▸ Required task: Pull out every line in the rows below that contains the word "storm", and copy each such line in full.

## begin Dataset extract

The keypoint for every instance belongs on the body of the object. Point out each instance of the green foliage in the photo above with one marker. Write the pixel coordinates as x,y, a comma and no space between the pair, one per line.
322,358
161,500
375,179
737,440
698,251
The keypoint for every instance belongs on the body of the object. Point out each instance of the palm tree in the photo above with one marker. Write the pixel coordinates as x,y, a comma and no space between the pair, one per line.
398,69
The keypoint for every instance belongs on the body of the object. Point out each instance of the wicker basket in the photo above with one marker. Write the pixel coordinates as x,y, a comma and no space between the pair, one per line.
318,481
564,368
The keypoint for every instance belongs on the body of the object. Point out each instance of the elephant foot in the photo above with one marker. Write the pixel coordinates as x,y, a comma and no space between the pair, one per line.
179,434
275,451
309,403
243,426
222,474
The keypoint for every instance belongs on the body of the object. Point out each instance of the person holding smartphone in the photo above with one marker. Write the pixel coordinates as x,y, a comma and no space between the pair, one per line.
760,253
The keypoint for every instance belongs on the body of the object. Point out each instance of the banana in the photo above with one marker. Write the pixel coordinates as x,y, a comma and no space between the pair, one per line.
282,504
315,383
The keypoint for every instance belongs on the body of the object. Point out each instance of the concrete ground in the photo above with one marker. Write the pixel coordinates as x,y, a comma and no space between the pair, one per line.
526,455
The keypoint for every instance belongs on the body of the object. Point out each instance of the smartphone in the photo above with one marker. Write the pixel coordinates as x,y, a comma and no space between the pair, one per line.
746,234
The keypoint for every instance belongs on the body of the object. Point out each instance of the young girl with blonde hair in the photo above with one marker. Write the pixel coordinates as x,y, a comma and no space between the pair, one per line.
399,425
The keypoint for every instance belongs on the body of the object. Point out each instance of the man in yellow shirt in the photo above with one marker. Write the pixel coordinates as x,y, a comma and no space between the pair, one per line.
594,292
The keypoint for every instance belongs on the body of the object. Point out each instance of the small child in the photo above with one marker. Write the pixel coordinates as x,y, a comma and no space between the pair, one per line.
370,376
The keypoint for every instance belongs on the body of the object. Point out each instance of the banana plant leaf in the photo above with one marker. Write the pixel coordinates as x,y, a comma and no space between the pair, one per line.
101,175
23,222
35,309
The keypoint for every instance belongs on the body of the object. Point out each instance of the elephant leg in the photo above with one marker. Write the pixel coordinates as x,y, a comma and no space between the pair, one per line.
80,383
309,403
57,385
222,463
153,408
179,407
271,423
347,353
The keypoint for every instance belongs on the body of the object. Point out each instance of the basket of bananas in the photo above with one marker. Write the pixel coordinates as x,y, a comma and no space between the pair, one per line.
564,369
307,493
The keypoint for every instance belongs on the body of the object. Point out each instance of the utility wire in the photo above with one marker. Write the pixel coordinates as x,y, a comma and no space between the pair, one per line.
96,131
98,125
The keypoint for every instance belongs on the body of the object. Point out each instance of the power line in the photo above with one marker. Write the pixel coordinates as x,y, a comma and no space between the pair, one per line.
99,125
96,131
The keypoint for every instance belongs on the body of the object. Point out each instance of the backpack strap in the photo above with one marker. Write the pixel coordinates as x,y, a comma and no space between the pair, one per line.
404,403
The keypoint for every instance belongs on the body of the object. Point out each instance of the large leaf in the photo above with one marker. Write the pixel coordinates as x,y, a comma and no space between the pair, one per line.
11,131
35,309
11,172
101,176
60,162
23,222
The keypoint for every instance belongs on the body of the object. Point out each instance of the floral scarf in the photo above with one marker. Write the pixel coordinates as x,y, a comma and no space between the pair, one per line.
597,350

## end Dataset extract
## begin Dataset extract

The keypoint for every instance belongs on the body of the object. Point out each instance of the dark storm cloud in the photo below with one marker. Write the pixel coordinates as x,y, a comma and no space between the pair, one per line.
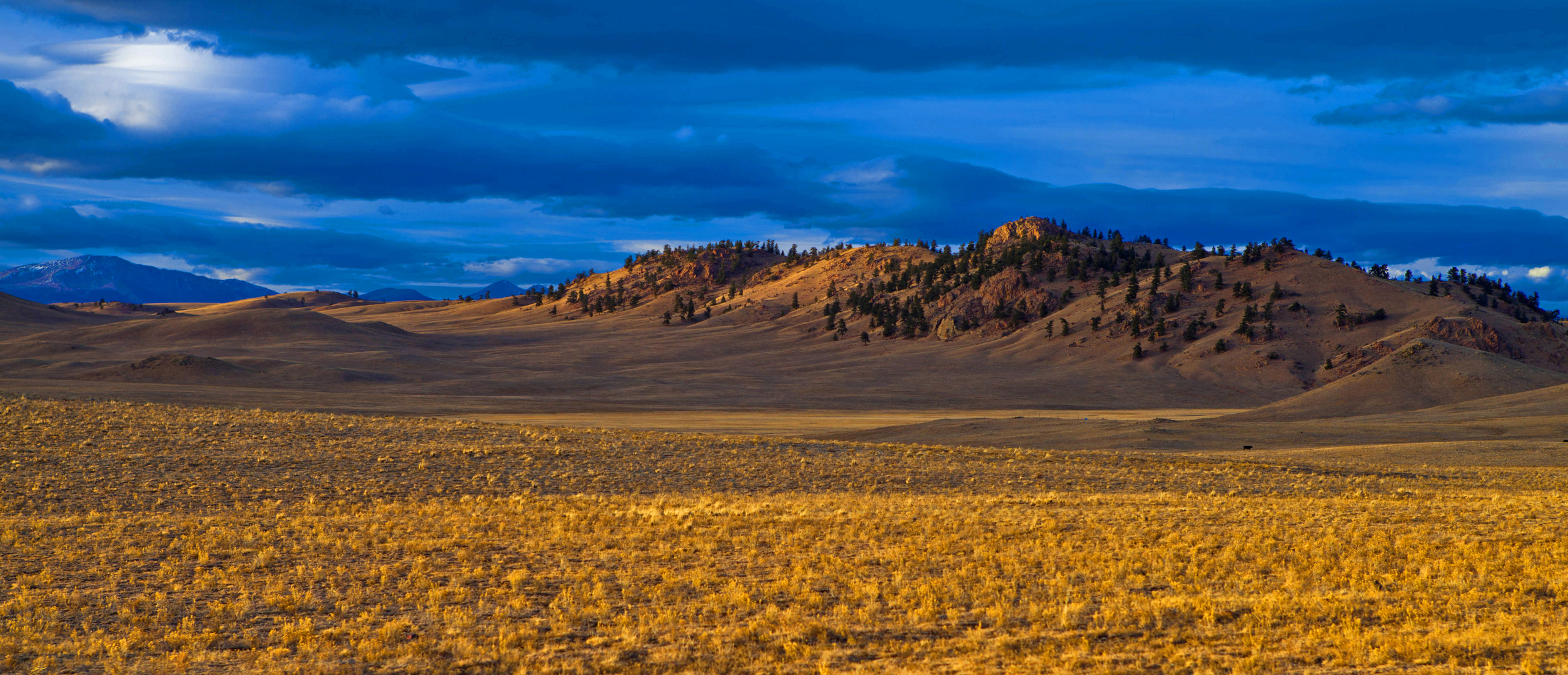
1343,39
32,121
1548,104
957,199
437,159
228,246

## end Dataset extract

▸ Output of the task:
The keypoint for every instance belongs on the body of the object. Point out each instance of the dark storm cloud in the photo below with one marker. Write the pixel coordinates as x,y, a comma and no space between the pair, one per line.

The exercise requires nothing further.